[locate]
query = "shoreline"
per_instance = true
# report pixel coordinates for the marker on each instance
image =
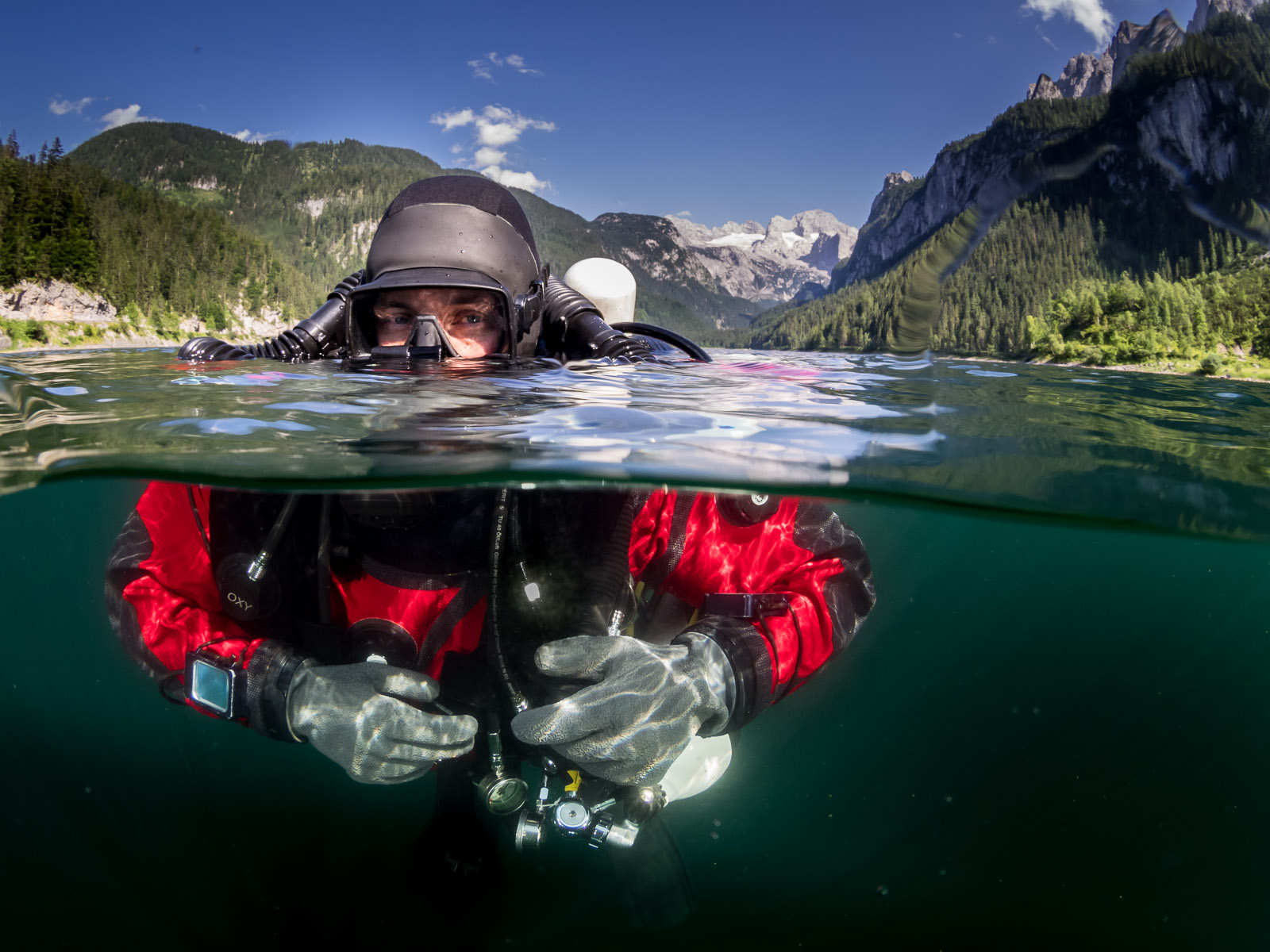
(1126, 368)
(1119, 367)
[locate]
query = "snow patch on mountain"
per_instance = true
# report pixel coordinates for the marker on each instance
(772, 263)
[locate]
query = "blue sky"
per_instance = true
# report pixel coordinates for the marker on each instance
(721, 109)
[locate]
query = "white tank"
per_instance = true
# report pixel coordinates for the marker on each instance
(700, 765)
(607, 283)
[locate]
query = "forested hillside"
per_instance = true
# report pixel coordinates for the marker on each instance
(318, 205)
(149, 257)
(1110, 267)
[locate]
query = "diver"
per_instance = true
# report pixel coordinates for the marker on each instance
(595, 632)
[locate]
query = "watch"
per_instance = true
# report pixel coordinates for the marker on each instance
(216, 685)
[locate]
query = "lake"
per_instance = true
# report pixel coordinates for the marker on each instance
(1049, 733)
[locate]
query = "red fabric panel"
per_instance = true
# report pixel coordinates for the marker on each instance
(178, 607)
(719, 556)
(416, 611)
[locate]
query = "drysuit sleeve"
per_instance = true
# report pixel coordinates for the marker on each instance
(160, 592)
(802, 554)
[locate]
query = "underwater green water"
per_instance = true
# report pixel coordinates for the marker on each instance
(1051, 731)
(1045, 736)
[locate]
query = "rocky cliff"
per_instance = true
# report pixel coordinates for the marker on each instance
(1185, 129)
(1087, 75)
(772, 263)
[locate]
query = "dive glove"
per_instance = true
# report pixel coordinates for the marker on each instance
(648, 702)
(362, 716)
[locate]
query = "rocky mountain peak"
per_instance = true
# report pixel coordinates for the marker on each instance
(1089, 75)
(770, 263)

◇ ◇ ◇ ◇

■ **Task requirements**: Return the whole listing, word for word, and leave out every picture.

■ **Expected output**:
[locate]
query = "shoreline"
per_instance = true
# report pixel coordinates for the marker on each instance
image =
(1126, 368)
(1119, 367)
[locate]
query = "snow patch on mountain"
per_instance = true
# report pixel coordinates for the marker on each instance
(772, 263)
[locate]
query = "blue sky"
per_instance = true
# report pixel coordinates for the marker on each instance
(721, 109)
[locate]
query = "white tank"
per_instance = true
# report pixel coordinates for the marker on each instance
(700, 765)
(607, 283)
[locate]
query = "forested hillside"
per_instance = true
# report pixel coordinates for the marker on each instance
(318, 205)
(149, 257)
(1110, 267)
[locate]
query = "diver"
per_instance = true
# report pixel coordinates for the marker on each instance
(595, 632)
[locate]
query = "watch"
per_instance = true
# report pixel coordinates for the marker on each instance
(216, 685)
[locate]
query = "lake"
per_instance = true
# report pixel coordinates for the marker on each instance
(1049, 733)
[locate]
query = "red fabric panel"
per_instance = true
# report pixel coordinates for the marker on each instance
(178, 607)
(719, 556)
(416, 611)
[locate]
query = "drysuit sleeve"
per_instance = true
# report pixel coordinates for the marker on each instance
(160, 592)
(802, 554)
[locate]
query = "underwater green water"
per_instance = true
# report pixel coordinates for the marker on each instance
(1051, 731)
(1045, 736)
[locate]
query = "rocky cliff"
per_instance = true
# report pixel coordinates for the marker on each instance
(1185, 129)
(1087, 75)
(772, 263)
[locate]
query = "dive glove"
per_instance = true
# report pixel coordinates for the marker on each instance
(648, 702)
(362, 716)
[locate]
query = "rocky mountain peak"
per_instance = true
# report pixel coordinates for the marker on each instance
(1089, 75)
(770, 263)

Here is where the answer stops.